The records
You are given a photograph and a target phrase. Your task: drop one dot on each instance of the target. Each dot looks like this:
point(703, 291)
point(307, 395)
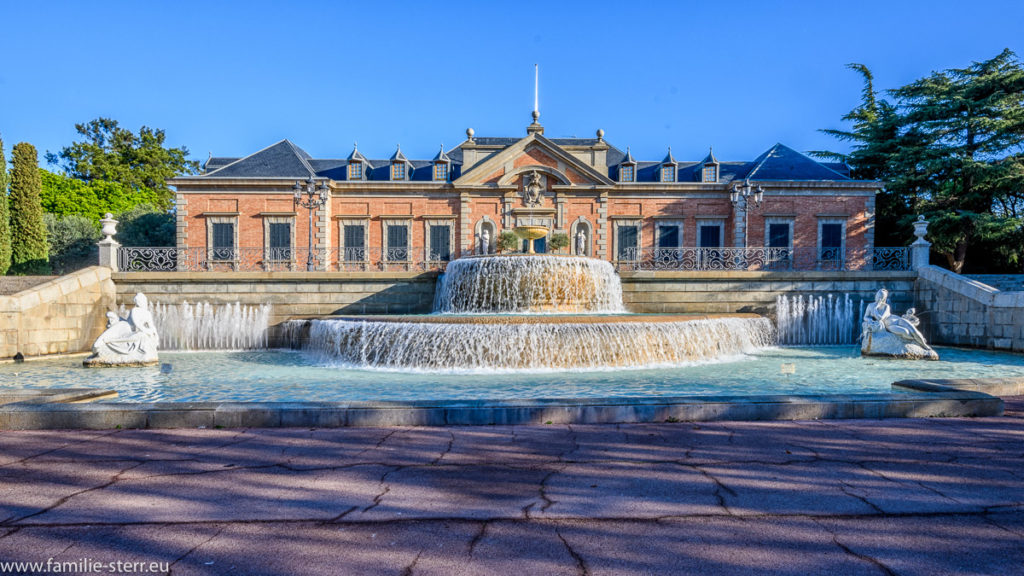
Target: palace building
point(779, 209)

--

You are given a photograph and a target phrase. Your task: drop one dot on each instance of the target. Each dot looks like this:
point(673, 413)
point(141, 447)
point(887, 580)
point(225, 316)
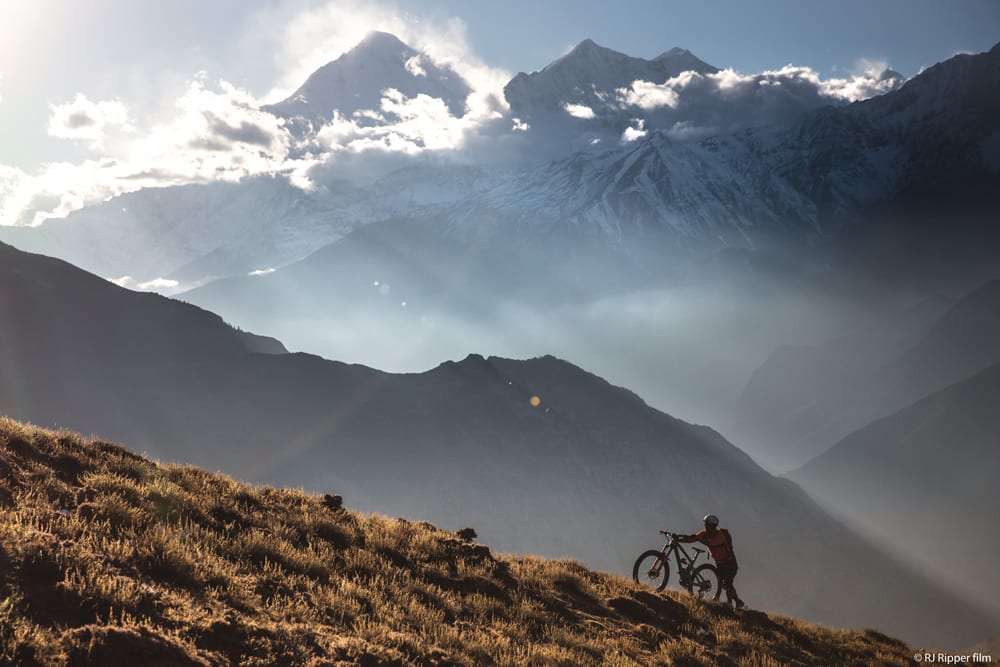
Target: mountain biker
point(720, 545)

Problem requirements
Gather every line of the data above that contains the string "point". Case counts.

Problem solution
point(703, 291)
point(307, 395)
point(779, 209)
point(673, 413)
point(141, 447)
point(887, 580)
point(225, 316)
point(720, 545)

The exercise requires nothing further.